[begin MATERIAL FOR THIS TASK]
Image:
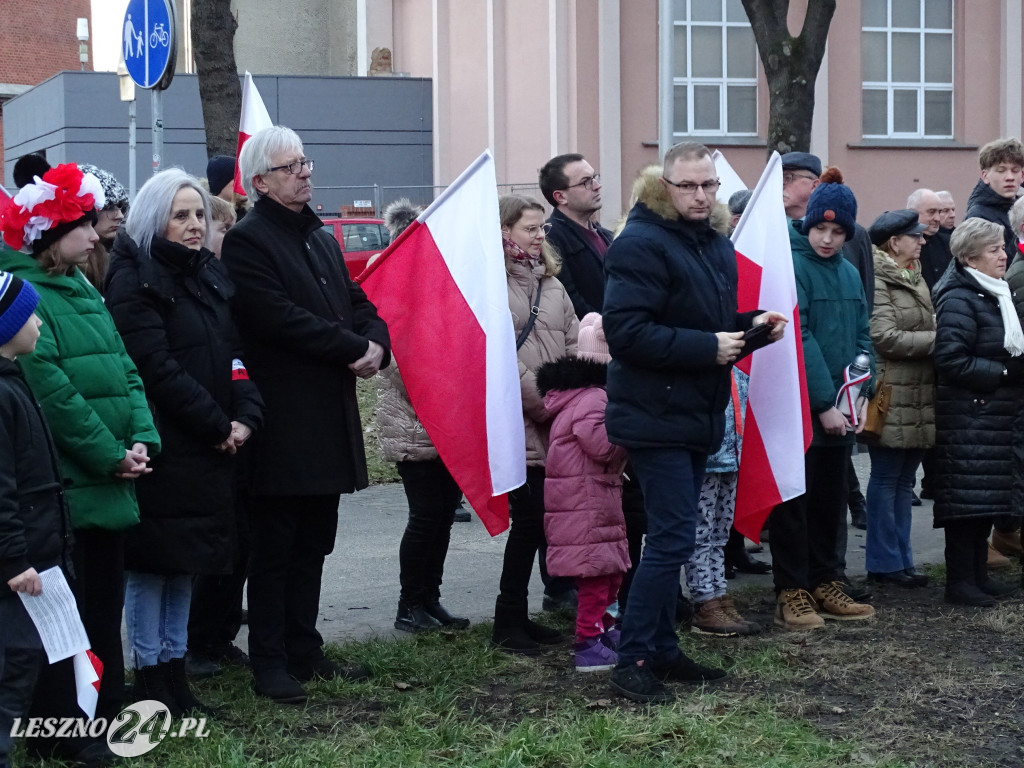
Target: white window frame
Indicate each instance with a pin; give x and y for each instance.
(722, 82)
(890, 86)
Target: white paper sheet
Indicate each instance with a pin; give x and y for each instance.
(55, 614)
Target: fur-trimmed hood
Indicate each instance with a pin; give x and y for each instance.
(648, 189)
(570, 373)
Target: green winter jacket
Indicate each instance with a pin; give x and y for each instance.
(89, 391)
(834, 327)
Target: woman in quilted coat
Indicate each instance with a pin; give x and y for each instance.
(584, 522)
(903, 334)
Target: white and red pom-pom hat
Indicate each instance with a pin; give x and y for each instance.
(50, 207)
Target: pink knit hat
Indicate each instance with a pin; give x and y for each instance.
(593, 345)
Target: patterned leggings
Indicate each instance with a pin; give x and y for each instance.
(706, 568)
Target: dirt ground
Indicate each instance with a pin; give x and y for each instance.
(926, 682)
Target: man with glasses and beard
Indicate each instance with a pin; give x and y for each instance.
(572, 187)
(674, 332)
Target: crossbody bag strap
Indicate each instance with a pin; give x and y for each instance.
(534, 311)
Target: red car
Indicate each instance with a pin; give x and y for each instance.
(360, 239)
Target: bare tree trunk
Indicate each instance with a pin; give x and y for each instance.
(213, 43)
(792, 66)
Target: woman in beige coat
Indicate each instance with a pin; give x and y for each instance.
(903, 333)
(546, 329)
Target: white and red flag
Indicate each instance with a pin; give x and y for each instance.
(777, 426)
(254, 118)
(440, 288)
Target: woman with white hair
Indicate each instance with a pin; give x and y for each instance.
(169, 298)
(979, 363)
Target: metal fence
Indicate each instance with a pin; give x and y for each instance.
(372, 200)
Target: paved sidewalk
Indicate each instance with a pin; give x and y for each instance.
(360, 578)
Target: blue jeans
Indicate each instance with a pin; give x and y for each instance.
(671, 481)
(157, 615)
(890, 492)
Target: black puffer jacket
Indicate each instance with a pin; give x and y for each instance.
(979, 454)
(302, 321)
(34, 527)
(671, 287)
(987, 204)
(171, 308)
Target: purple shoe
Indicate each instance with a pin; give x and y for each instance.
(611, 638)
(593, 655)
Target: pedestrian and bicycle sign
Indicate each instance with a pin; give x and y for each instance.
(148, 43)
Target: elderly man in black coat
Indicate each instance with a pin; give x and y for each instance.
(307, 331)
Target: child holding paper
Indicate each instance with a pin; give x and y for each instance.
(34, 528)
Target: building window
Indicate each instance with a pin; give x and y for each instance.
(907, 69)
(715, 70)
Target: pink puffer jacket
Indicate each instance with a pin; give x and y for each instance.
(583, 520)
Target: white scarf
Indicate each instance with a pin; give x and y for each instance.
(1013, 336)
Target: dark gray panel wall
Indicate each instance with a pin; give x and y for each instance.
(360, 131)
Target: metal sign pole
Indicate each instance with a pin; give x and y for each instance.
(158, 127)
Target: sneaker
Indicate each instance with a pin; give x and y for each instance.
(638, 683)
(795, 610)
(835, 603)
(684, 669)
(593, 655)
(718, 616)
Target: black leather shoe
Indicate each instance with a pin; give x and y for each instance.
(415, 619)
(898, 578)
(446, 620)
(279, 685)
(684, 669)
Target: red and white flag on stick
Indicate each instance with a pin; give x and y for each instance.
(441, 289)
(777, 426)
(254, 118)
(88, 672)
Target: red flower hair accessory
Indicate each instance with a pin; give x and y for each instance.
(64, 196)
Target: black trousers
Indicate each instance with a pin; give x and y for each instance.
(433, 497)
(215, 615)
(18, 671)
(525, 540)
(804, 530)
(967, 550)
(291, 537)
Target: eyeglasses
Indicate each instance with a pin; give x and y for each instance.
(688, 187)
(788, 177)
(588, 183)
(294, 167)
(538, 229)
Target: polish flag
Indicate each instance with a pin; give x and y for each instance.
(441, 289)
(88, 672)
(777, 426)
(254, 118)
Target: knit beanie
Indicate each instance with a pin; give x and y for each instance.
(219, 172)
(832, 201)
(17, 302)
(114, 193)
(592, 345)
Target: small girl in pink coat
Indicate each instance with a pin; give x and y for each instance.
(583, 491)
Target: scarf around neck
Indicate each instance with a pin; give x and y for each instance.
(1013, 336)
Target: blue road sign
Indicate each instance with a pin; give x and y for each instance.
[end MATERIAL FOR THIS TASK]
WORK INSTRUCTIONS: Recast the items above as a Markdown table with the columns n and Line, putting each line's row number under n and its text under Line. Skip blank lines, cover every item, and leave the pictures out of your answer.

RESPONSE TO THE EXERCISE:
| n | Line |
|---|---|
| 1 | Image: |
| 2 | Target: white window frame |
| 3 | Indicate each instance with a pin; give x and y for each instance. |
| 4 | (722, 82) |
| 5 | (890, 86) |
| 6 | Target: white paper sheet |
| 7 | Indicate each instance with a pin; give x and y for each instance. |
| 8 | (55, 614) |
| 9 | Target: fur-trimmed hood |
| 10 | Indicate each instance with a pin; give x and y for each instance. |
| 11 | (648, 189) |
| 12 | (570, 373) |
| 13 | Target: green winter jacket |
| 14 | Indicate each instance with a pin; give x and y for each instance. |
| 15 | (89, 391) |
| 16 | (834, 327) |
| 17 | Target: woman in quilted coat |
| 18 | Indicate each instance with a pin; give x and y for each instance. |
| 19 | (584, 522) |
| 20 | (903, 334) |
| 21 | Target: white and red pom-pom hat |
| 22 | Indicate each instance with a pin; give x and y for each instance. |
| 23 | (50, 207) |
| 24 | Target: pink knit hat |
| 25 | Indicate each instance with a pin; give x and y for each instance. |
| 26 | (593, 345) |
| 27 | Target: patterned leggings |
| 28 | Indicate each instance with a pin; give x and y for each instance. |
| 29 | (706, 568) |
| 30 | Target: dirt ground |
| 31 | Indicate each instance with a pin; give x and y for each instance. |
| 32 | (926, 682) |
| 33 | Target: man with glasses and beard |
| 34 | Indicate each instance with a pin; give x and y for each instance. |
| 35 | (572, 187) |
| 36 | (674, 332) |
| 37 | Target: crossbody bag strap |
| 38 | Indicate each instance with a pin; give x and y for each instance. |
| 39 | (534, 311) |
| 40 | Target: red car |
| 41 | Indicate each instance with a pin; give x and y for each instance. |
| 42 | (360, 239) |
| 43 | Target: bare tree trunk |
| 44 | Indicate each instance with a pin; give x and y for each instance. |
| 45 | (213, 43) |
| 46 | (792, 66) |
| 47 | Target: woman in beige coat |
| 48 | Indicate each instance with a pin; give x and y for each instance. |
| 49 | (903, 333) |
| 50 | (546, 329) |
| 51 | Target: white and red flag |
| 52 | Indicate each instance with a pin; give x and y for each instance. |
| 53 | (777, 426) |
| 54 | (254, 118) |
| 55 | (440, 288) |
| 56 | Target: woman with white hair |
| 57 | Indicate each instance with a pin; give x and y for each instance. |
| 58 | (169, 298) |
| 59 | (979, 363) |
| 60 | Target: metal fence |
| 61 | Indicate each instance with a pin; give x and y for each instance. |
| 62 | (372, 200) |
| 63 | Target: paved sidewalk |
| 64 | Indicate each instance with a pin; give x and y for each instance. |
| 65 | (360, 578) |
| 66 | Target: blue jeans |
| 67 | Indicate each instance with a pin; give x and y for each instance. |
| 68 | (671, 481) |
| 69 | (157, 615) |
| 70 | (890, 492) |
| 71 | Target: black puffer jacket |
| 72 | Indicate each instance with a pin; give x and y for each instance. |
| 73 | (979, 454) |
| 74 | (302, 321) |
| 75 | (34, 527) |
| 76 | (671, 287) |
| 77 | (987, 204) |
| 78 | (171, 308) |
| 79 | Target: purple shoe |
| 80 | Indicate each instance with a pin; give x and y for each instance. |
| 81 | (611, 638) |
| 82 | (593, 655) |
| 83 | Target: pedestrian and bicycle sign |
| 84 | Indicate each instance with a pin; give x and y for each instance. |
| 85 | (148, 43) |
| 86 | Target: elderly man in black coat |
| 87 | Indicate each instance with a pin; give x and y for each instance. |
| 88 | (307, 331) |
| 89 | Target: child holding paper |
| 90 | Indicate each instance with a pin; give x and y for each instance. |
| 91 | (34, 528) |
| 92 | Target: building window |
| 93 | Indicate each instance with a pin; give x and y for each instance. |
| 94 | (907, 69) |
| 95 | (715, 70) |
| 96 | Target: pink puffer jacket |
| 97 | Indicate each instance with a pin; give x and y for each instance. |
| 98 | (583, 520) |
| 99 | Target: white scarf |
| 100 | Indicate each instance with a pin; give x and y for each instance. |
| 101 | (1013, 336) |
| 102 | Target: dark gray panel wall |
| 103 | Indicate each instance with a pin; give x and y for each instance. |
| 104 | (360, 131) |
| 105 | Target: metal sign pole |
| 106 | Indicate each instance with a pin; give x and y for each instance. |
| 107 | (158, 127) |
| 108 | Target: sneaker |
| 109 | Indicate each instance with a pin; give x and y for each instance. |
| 110 | (638, 683) |
| 111 | (795, 610) |
| 112 | (835, 603) |
| 113 | (684, 669) |
| 114 | (593, 655) |
| 115 | (718, 616) |
| 116 | Target: black leather shoe |
| 117 | Indicate each instance with a pin; give x and y for each instance. |
| 118 | (415, 619) |
| 119 | (898, 578) |
| 120 | (446, 620) |
| 121 | (279, 685) |
| 122 | (684, 669) |
| 123 | Target: red and white flag on stick |
| 124 | Indicate each instance with a pin; give x and y for each instance. |
| 125 | (441, 289) |
| 126 | (777, 426) |
| 127 | (254, 118) |
| 128 | (88, 672) |
| 129 | Target: red flower hair accessory |
| 130 | Indicate each instance with a pin; give x and y for each instance. |
| 131 | (64, 196) |
| 132 | Target: black trousers |
| 133 | Indicate each instance with a pin; give x and y for each instance. |
| 134 | (433, 497) |
| 135 | (215, 615) |
| 136 | (18, 671) |
| 137 | (525, 540) |
| 138 | (804, 530) |
| 139 | (967, 550) |
| 140 | (291, 537) |
| 141 | Target: eyeglasses |
| 142 | Indicate each instance with a pin; give x and y for each instance. |
| 143 | (688, 187) |
| 144 | (788, 177) |
| 145 | (588, 183) |
| 146 | (294, 167) |
| 147 | (538, 229) |
| 148 | Target: polish flag |
| 149 | Indicate each instance with a pin; give x and y for each instance. |
| 150 | (441, 289) |
| 151 | (88, 672) |
| 152 | (777, 426) |
| 153 | (254, 118) |
| 154 | Target: knit beanie |
| 155 | Indicate each instance with a pin; give x and y for each instance. |
| 156 | (219, 172) |
| 157 | (832, 201) |
| 158 | (17, 302) |
| 159 | (114, 193) |
| 160 | (592, 345) |
| 161 | Target: small girl in pink coat |
| 162 | Indicate each instance with a pin; give x and y for each instance. |
| 163 | (583, 491) |
| 164 | Target: scarf around neck |
| 165 | Indicate each instance with a pin; give x and y for each instance. |
| 166 | (1013, 336) |
| 167 | Target: blue road sign |
| 168 | Indicate each instance with a pin; give x and y for each instance. |